## start Listed records

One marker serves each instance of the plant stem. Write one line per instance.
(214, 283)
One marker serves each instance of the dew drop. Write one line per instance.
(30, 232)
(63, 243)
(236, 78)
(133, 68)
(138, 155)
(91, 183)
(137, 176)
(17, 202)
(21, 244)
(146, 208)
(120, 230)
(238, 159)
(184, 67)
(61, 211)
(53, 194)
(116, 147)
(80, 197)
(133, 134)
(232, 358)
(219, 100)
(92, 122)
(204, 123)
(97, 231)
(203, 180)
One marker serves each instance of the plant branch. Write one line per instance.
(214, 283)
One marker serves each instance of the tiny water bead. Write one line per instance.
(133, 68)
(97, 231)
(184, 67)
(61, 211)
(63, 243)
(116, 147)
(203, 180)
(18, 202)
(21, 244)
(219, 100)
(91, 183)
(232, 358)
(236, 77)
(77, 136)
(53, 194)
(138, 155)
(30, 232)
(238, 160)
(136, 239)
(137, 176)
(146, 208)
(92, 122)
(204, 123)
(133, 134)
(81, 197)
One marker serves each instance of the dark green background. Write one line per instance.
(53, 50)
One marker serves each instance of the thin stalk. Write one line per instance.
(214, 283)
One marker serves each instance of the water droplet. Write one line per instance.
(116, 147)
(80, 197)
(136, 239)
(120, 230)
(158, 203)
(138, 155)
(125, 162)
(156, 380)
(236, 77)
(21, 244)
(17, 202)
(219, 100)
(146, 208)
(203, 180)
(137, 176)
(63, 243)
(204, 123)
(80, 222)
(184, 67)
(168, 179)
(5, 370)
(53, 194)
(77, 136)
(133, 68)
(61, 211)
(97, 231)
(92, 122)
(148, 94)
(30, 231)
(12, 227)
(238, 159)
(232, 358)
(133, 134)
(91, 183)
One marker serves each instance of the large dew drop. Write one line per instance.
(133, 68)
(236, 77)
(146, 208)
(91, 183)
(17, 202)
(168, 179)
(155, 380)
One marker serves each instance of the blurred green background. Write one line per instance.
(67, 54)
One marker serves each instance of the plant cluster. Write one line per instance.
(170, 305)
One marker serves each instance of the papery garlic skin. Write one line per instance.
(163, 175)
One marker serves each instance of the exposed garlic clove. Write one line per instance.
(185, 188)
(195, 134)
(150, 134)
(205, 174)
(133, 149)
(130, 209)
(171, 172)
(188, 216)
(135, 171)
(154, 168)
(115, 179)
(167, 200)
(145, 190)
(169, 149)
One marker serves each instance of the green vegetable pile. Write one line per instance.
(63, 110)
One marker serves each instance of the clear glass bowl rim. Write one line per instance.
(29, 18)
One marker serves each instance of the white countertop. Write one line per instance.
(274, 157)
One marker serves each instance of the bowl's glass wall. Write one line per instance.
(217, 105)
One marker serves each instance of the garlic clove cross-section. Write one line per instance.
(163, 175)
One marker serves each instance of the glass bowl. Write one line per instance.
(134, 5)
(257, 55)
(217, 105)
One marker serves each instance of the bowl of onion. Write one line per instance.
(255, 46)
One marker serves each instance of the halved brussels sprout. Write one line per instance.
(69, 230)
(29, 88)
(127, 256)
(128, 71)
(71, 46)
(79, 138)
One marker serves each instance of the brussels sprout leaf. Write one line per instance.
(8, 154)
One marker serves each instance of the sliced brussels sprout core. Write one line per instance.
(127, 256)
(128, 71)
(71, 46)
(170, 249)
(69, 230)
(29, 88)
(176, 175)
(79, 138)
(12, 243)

## end Listed records

(Objective):
Quote all the records exactly, please, leaving none out.

(Output of the task):
One marker serves each instance of the plant stem. Write one line per instance.
(214, 283)
One marker serves each instance of the dew drop. Write one line per instance.
(30, 232)
(63, 243)
(236, 78)
(133, 68)
(138, 155)
(91, 183)
(137, 176)
(17, 202)
(21, 244)
(146, 208)
(120, 230)
(238, 159)
(184, 67)
(61, 211)
(53, 194)
(116, 147)
(80, 197)
(133, 134)
(232, 358)
(219, 100)
(92, 122)
(204, 123)
(97, 231)
(203, 180)
One marker serves each instance of the plant branch. Write one line per instance.
(214, 283)
One marker serves each instance of the tiny water bead. Write one line per instance.
(133, 68)
(97, 231)
(184, 67)
(61, 211)
(63, 243)
(116, 147)
(203, 180)
(18, 202)
(21, 244)
(219, 100)
(91, 183)
(232, 358)
(236, 77)
(77, 136)
(53, 194)
(138, 155)
(30, 232)
(238, 160)
(136, 239)
(137, 176)
(146, 208)
(92, 122)
(204, 123)
(133, 134)
(81, 197)
One marker serves each instance of the dark green background. Write one line per instance.
(53, 50)
One marker serves each instance of the thin stalk. Write one line per instance.
(214, 283)
One marker serves each instance of the water droplet. Write one line per instance.
(116, 147)
(80, 197)
(136, 239)
(120, 230)
(158, 203)
(138, 155)
(125, 162)
(156, 380)
(236, 77)
(21, 244)
(17, 202)
(219, 100)
(146, 208)
(203, 180)
(137, 176)
(63, 243)
(204, 123)
(80, 222)
(184, 67)
(168, 179)
(5, 370)
(53, 194)
(77, 136)
(133, 68)
(61, 211)
(97, 231)
(92, 122)
(148, 94)
(30, 231)
(12, 227)
(238, 159)
(232, 358)
(133, 134)
(91, 183)
One marker serves each instance of the large dew drop. Write one line per instance.
(133, 68)
(236, 77)
(146, 208)
(91, 183)
(17, 202)
(168, 179)
(155, 380)
One marker serves each instance of the blurred green background. Write one line per instance.
(67, 54)
One marker serves each instance of the plant cluster. Write one line per instance.
(170, 305)
One marker serves each instance of the papery garlic skin. Write one line per instance.
(163, 175)
One marker serves each instance of the exposed garlic clove. Write one line per instance.
(185, 188)
(195, 134)
(150, 134)
(205, 174)
(133, 149)
(130, 209)
(171, 172)
(188, 216)
(135, 171)
(154, 168)
(115, 179)
(167, 200)
(145, 190)
(169, 149)
One marker serves each instance of the green vegetable pile. Write one line per instance.
(63, 110)
One marker serves each instance of the clear glass bowl rim. Write one line per instance.
(29, 18)
One marker serves each instance of the white countertop. Write one line per instance.
(274, 157)
One marker serves each instance of the bowl's glass wall. Write one line per instance.
(217, 105)
One marker serves each instance of the garlic clove cross-section. Write one line per instance.
(163, 175)
One marker serves each instance of the glass bowl. Write one line per instance.
(134, 5)
(257, 55)
(217, 105)
One marker serves each instance of the bowl of onion. Write one line per instance.
(255, 46)
One marker serves each instance of the halved brussels sprout. Write one line per instance.
(69, 230)
(29, 88)
(127, 256)
(128, 71)
(71, 46)
(79, 138)
One marker serves each instance of the brussels sprout leaf. Write one line per instance.
(8, 154)
One marker serves each instance of the sliced brussels sprout core. Write one line per instance.
(127, 256)
(128, 71)
(71, 46)
(170, 249)
(69, 230)
(29, 88)
(176, 175)
(79, 138)
(12, 243)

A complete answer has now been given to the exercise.